— START —
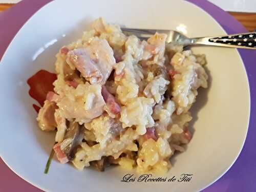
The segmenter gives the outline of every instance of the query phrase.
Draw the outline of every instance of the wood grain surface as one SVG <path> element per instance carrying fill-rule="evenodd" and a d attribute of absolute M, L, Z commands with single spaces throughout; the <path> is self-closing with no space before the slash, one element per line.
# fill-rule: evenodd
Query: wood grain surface
<path fill-rule="evenodd" d="M 0 12 L 13 6 L 15 6 L 15 4 L 0 4 Z M 256 13 L 249 13 L 235 12 L 230 12 L 229 13 L 243 24 L 248 31 L 253 31 L 254 29 L 256 29 Z"/>

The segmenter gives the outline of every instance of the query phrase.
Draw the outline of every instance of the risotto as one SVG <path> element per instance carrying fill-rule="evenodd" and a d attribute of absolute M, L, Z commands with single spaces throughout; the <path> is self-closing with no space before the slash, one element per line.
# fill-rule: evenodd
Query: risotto
<path fill-rule="evenodd" d="M 166 44 L 165 34 L 147 41 L 126 36 L 101 18 L 92 28 L 57 54 L 39 127 L 57 130 L 57 159 L 79 170 L 167 172 L 191 139 L 189 110 L 198 89 L 207 87 L 204 55 Z"/>

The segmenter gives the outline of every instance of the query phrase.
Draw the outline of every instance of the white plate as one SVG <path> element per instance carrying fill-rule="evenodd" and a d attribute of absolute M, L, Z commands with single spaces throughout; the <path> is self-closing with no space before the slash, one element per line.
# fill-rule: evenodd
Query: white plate
<path fill-rule="evenodd" d="M 95 18 L 129 27 L 179 30 L 189 37 L 224 34 L 207 13 L 183 1 L 57 0 L 38 11 L 17 34 L 0 66 L 0 155 L 17 174 L 47 191 L 197 191 L 231 166 L 243 145 L 248 124 L 250 96 L 245 69 L 236 49 L 197 47 L 205 53 L 209 88 L 201 90 L 193 112 L 194 137 L 187 151 L 172 159 L 173 168 L 162 177 L 193 174 L 189 182 L 121 182 L 127 172 L 99 173 L 52 162 L 43 171 L 54 135 L 41 131 L 26 81 L 37 71 L 54 71 L 54 55 L 76 39 Z M 154 176 L 157 177 L 157 176 Z"/>

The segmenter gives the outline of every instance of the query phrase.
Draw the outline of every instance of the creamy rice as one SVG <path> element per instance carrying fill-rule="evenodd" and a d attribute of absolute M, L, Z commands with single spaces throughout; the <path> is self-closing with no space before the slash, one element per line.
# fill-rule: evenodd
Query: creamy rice
<path fill-rule="evenodd" d="M 58 159 L 79 170 L 115 164 L 167 172 L 191 139 L 189 110 L 207 87 L 205 56 L 166 44 L 164 34 L 141 41 L 101 18 L 92 26 L 57 54 L 54 93 L 39 126 L 57 128 Z"/>

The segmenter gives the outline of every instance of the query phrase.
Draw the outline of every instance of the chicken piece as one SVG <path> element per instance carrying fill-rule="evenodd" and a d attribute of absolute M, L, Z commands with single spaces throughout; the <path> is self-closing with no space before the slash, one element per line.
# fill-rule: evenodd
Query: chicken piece
<path fill-rule="evenodd" d="M 42 131 L 54 131 L 57 126 L 54 118 L 55 110 L 58 109 L 56 103 L 47 100 L 44 106 L 39 111 L 38 116 L 36 118 L 38 125 Z"/>
<path fill-rule="evenodd" d="M 113 51 L 106 40 L 96 38 L 86 48 L 69 52 L 67 59 L 91 84 L 104 84 L 116 63 Z"/>
<path fill-rule="evenodd" d="M 165 50 L 165 40 L 167 35 L 164 33 L 156 33 L 147 39 L 147 44 L 145 45 L 143 59 L 147 60 L 152 55 L 159 54 L 160 58 L 163 57 Z"/>

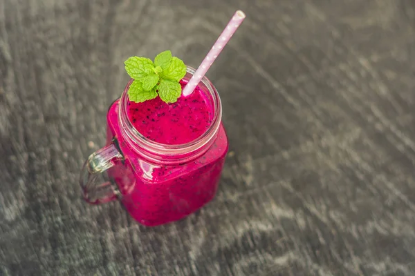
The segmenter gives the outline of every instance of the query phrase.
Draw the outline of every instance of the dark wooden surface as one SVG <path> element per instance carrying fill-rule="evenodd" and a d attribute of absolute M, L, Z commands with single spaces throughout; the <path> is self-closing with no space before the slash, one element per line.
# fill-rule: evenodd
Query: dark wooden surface
<path fill-rule="evenodd" d="M 127 81 L 171 49 L 208 73 L 217 197 L 146 228 L 80 198 Z M 413 0 L 0 0 L 0 275 L 415 275 Z"/>

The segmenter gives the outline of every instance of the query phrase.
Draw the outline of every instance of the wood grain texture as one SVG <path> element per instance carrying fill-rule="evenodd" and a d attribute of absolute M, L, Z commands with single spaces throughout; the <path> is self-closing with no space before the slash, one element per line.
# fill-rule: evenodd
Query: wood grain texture
<path fill-rule="evenodd" d="M 208 72 L 230 152 L 215 200 L 158 228 L 80 198 L 127 81 Z M 0 0 L 0 275 L 415 275 L 412 0 Z"/>

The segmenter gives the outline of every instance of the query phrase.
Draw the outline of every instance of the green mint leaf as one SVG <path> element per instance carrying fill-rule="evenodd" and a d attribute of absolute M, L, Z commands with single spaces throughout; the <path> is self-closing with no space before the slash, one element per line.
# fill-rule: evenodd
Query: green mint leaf
<path fill-rule="evenodd" d="M 158 82 L 158 75 L 154 74 L 140 79 L 140 80 L 142 81 L 142 89 L 145 91 L 151 90 Z"/>
<path fill-rule="evenodd" d="M 174 103 L 181 94 L 180 83 L 169 79 L 162 79 L 157 86 L 158 96 L 166 103 Z"/>
<path fill-rule="evenodd" d="M 158 74 L 163 72 L 163 69 L 160 66 L 156 66 L 156 68 L 154 68 L 154 72 L 156 74 Z"/>
<path fill-rule="evenodd" d="M 156 97 L 157 92 L 156 92 L 156 89 L 153 89 L 150 91 L 144 90 L 141 81 L 135 79 L 130 85 L 128 90 L 128 97 L 131 101 L 142 103 L 147 99 L 151 99 Z"/>
<path fill-rule="evenodd" d="M 140 79 L 154 73 L 154 64 L 151 59 L 145 57 L 131 57 L 124 62 L 125 70 L 129 76 Z"/>
<path fill-rule="evenodd" d="M 167 69 L 172 61 L 172 52 L 169 50 L 164 51 L 157 55 L 154 59 L 154 64 L 160 66 L 163 70 Z"/>
<path fill-rule="evenodd" d="M 163 70 L 161 77 L 174 81 L 179 81 L 186 75 L 186 66 L 184 62 L 176 57 L 172 58 L 170 65 Z"/>

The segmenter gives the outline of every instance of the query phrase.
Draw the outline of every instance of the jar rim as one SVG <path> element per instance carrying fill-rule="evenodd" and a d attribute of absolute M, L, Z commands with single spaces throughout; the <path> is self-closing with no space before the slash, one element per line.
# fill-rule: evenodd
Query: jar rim
<path fill-rule="evenodd" d="M 192 67 L 187 66 L 186 71 L 187 74 L 183 79 L 188 81 L 192 76 L 194 75 L 196 70 Z M 131 79 L 125 86 L 118 107 L 118 120 L 121 126 L 121 130 L 123 132 L 123 135 L 125 135 L 132 142 L 131 146 L 133 148 L 136 148 L 136 150 L 142 150 L 144 148 L 146 151 L 157 155 L 174 156 L 197 150 L 206 144 L 210 144 L 216 137 L 222 117 L 222 105 L 217 90 L 206 77 L 202 78 L 199 86 L 202 91 L 206 93 L 208 92 L 211 96 L 210 98 L 212 99 L 212 106 L 213 107 L 212 124 L 206 131 L 196 139 L 185 144 L 176 145 L 162 144 L 152 141 L 140 134 L 133 127 L 128 119 L 127 112 L 129 102 L 127 91 L 133 81 L 133 79 Z"/>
— END —
Problem
Render every line of the records above as a JSON list of strings, one string per line, omitting blank lines and the pictures.

Response to the exercise
[
  "The segmenter gives the outline of every instance of the query phrase.",
  "Draw the outline of every instance of the wood grain surface as one SVG <path> element per instance carrying fill-rule=\"evenodd\" and a d attribute of absolute M, L, Z commands with single spaces throughout; the <path> is self-closing with no space before the slash, one element per line.",
  "# fill-rule: evenodd",
  "Query: wood grain surface",
  "<path fill-rule=\"evenodd\" d=\"M 0 12 L 13 6 L 15 6 L 15 4 L 0 4 Z M 256 13 L 249 13 L 235 12 L 230 12 L 229 13 L 243 24 L 248 31 L 253 31 L 254 29 L 256 29 Z\"/>",
  "The segmenter gives the outline of every instance of the query phrase.",
  "Draw the outline of every instance of the risotto as one SVG <path> element per instance carrying fill-rule=\"evenodd\" and a d attribute of absolute M, L, Z commands with single spaces throughout; the <path> is self-closing with no space before the slash, one element per line.",
  "# fill-rule: evenodd",
  "Query: risotto",
  "<path fill-rule=\"evenodd\" d=\"M 166 44 L 165 34 L 147 41 L 126 36 L 101 18 L 92 28 L 57 54 L 39 127 L 57 130 L 57 159 L 79 170 L 167 172 L 191 139 L 189 110 L 198 89 L 207 87 L 204 55 Z\"/>",
  "The segmenter gives the outline of every instance of the query phrase.",
  "Draw the outline of every instance of the white plate as one SVG <path> element per instance carrying fill-rule=\"evenodd\" and a d attribute of absolute M, L, Z commands with single spaces throughout; the <path> is self-closing with no space before the slash, one element per line.",
  "# fill-rule: evenodd",
  "Query: white plate",
  "<path fill-rule=\"evenodd\" d=\"M 95 18 L 129 27 L 179 30 L 189 37 L 224 34 L 207 13 L 183 1 L 57 0 L 38 11 L 17 34 L 0 66 L 0 155 L 17 174 L 47 191 L 197 191 L 231 166 L 243 145 L 248 124 L 250 96 L 245 69 L 236 49 L 197 47 L 205 53 L 209 88 L 201 90 L 193 112 L 194 137 L 187 151 L 172 159 L 173 168 L 162 177 L 193 174 L 189 182 L 121 182 L 127 172 L 99 173 L 52 162 L 43 171 L 54 135 L 41 131 L 26 81 L 37 71 L 54 71 L 54 55 L 76 39 Z M 154 176 L 157 177 L 157 176 Z\"/>",
  "The segmenter gives the outline of every instance of the query phrase.",
  "Draw the outline of every instance of the creamy rice as one SVG <path> element per instance carrying fill-rule=\"evenodd\" and a d attribute of absolute M, L, Z commands with single spaces throughout; the <path> is self-closing with no space before the slash, one element per line.",
  "# fill-rule: evenodd",
  "Query: creamy rice",
  "<path fill-rule=\"evenodd\" d=\"M 58 159 L 79 170 L 115 164 L 167 172 L 191 139 L 189 110 L 207 87 L 205 56 L 166 44 L 164 34 L 141 41 L 101 18 L 92 26 L 57 54 L 54 93 L 39 126 L 57 128 Z\"/>",
  "The segmenter gives the outline of every instance of the query phrase.",
  "Draw the outline of every instance of the chicken piece as one SVG <path> element per instance carrying fill-rule=\"evenodd\" and a d attribute of absolute M, L, Z commands with single spaces throughout; the <path> is self-closing with no space before the slash, one element per line.",
  "# fill-rule: evenodd",
  "Query: chicken piece",
  "<path fill-rule=\"evenodd\" d=\"M 42 131 L 54 131 L 57 126 L 54 118 L 55 110 L 58 109 L 56 103 L 47 100 L 44 106 L 39 111 L 38 116 L 36 118 L 38 125 Z\"/>",
  "<path fill-rule=\"evenodd\" d=\"M 113 51 L 106 40 L 96 38 L 86 48 L 69 52 L 67 59 L 91 84 L 104 84 L 116 63 Z\"/>",
  "<path fill-rule=\"evenodd\" d=\"M 165 50 L 165 40 L 167 35 L 164 33 L 156 33 L 147 39 L 147 44 L 145 45 L 143 59 L 147 60 L 152 55 L 159 54 L 160 58 L 163 57 Z\"/>",
  "The segmenter gives the outline of every instance of the query phrase.",
  "Draw the outline of every instance of the dark wooden surface as one SVG <path> element per instance carrying fill-rule=\"evenodd\" and a d attribute of absolute M, L, Z commands with single spaces throughout; the <path> is self-closing with no space before the slash, one element per line.",
  "# fill-rule: evenodd",
  "Query: dark wooden surface",
  "<path fill-rule=\"evenodd\" d=\"M 127 81 L 171 49 L 208 73 L 217 197 L 146 228 L 80 198 Z M 413 0 L 0 0 L 0 275 L 415 275 Z\"/>",
  "The segmenter gives the outline of every instance of the query phrase.",
  "Draw the outline of every instance of the wood grain texture as one SVG <path> element per instance carrying fill-rule=\"evenodd\" and a d attribute of absolute M, L, Z commands with single spaces throughout; the <path> is self-closing with no space before the slash, one element per line.",
  "# fill-rule: evenodd",
  "Query: wood grain texture",
  "<path fill-rule=\"evenodd\" d=\"M 208 72 L 230 152 L 215 200 L 158 228 L 80 198 L 127 81 Z M 0 0 L 0 275 L 415 275 L 412 0 Z\"/>",
  "The segmenter gives the outline of every instance of the query phrase.",
  "Draw the outline of every instance of the green mint leaf as one SVG <path> element per instance carrying fill-rule=\"evenodd\" and a d attribute of absolute M, L, Z commands with single spaces throughout; the <path> is self-closing with no space before the slash, one element per line.",
  "# fill-rule: evenodd",
  "Query: green mint leaf",
  "<path fill-rule=\"evenodd\" d=\"M 158 82 L 158 75 L 154 74 L 140 79 L 140 80 L 142 81 L 142 89 L 145 91 L 151 90 Z\"/>",
  "<path fill-rule=\"evenodd\" d=\"M 174 103 L 181 94 L 180 83 L 169 79 L 162 79 L 157 86 L 158 96 L 166 103 Z\"/>",
  "<path fill-rule=\"evenodd\" d=\"M 158 74 L 163 72 L 163 69 L 160 66 L 156 66 L 156 68 L 154 68 L 154 72 L 156 74 Z\"/>",
  "<path fill-rule=\"evenodd\" d=\"M 156 97 L 157 92 L 156 92 L 156 89 L 153 89 L 150 91 L 144 90 L 141 81 L 135 79 L 130 85 L 128 90 L 128 97 L 131 101 L 142 103 L 147 99 L 151 99 Z\"/>",
  "<path fill-rule=\"evenodd\" d=\"M 140 79 L 154 73 L 154 64 L 151 59 L 145 57 L 131 57 L 124 62 L 125 70 L 129 76 Z\"/>",
  "<path fill-rule=\"evenodd\" d=\"M 167 69 L 172 61 L 172 52 L 169 50 L 164 51 L 157 55 L 154 59 L 154 64 L 160 66 L 163 70 Z\"/>",
  "<path fill-rule=\"evenodd\" d=\"M 163 70 L 161 77 L 174 81 L 179 81 L 186 75 L 186 66 L 184 62 L 176 57 L 172 58 L 170 65 Z\"/>",
  "The segmenter gives the outline of every instance of the query phrase.",
  "Draw the outline of every instance of the jar rim as one SVG <path> element per instance carrying fill-rule=\"evenodd\" and a d attribute of absolute M, L, Z commands with single spaces throughout; the <path> is self-closing with no space before the slash, one element per line.",
  "# fill-rule: evenodd",
  "Query: jar rim",
  "<path fill-rule=\"evenodd\" d=\"M 192 67 L 187 66 L 186 71 L 187 74 L 183 79 L 188 81 L 192 76 L 194 75 L 196 70 Z M 131 79 L 125 86 L 118 107 L 118 120 L 121 126 L 121 130 L 123 132 L 123 135 L 125 135 L 132 142 L 131 146 L 133 148 L 136 148 L 136 150 L 142 150 L 144 148 L 146 151 L 157 155 L 174 156 L 197 150 L 206 144 L 210 144 L 216 137 L 222 117 L 222 105 L 217 90 L 206 77 L 202 78 L 199 86 L 202 91 L 206 93 L 208 92 L 211 96 L 210 98 L 212 99 L 212 106 L 213 107 L 212 124 L 206 131 L 196 139 L 185 144 L 176 145 L 162 144 L 152 141 L 140 134 L 133 127 L 128 119 L 127 112 L 129 102 L 127 91 L 133 81 L 133 79 Z\"/>"
]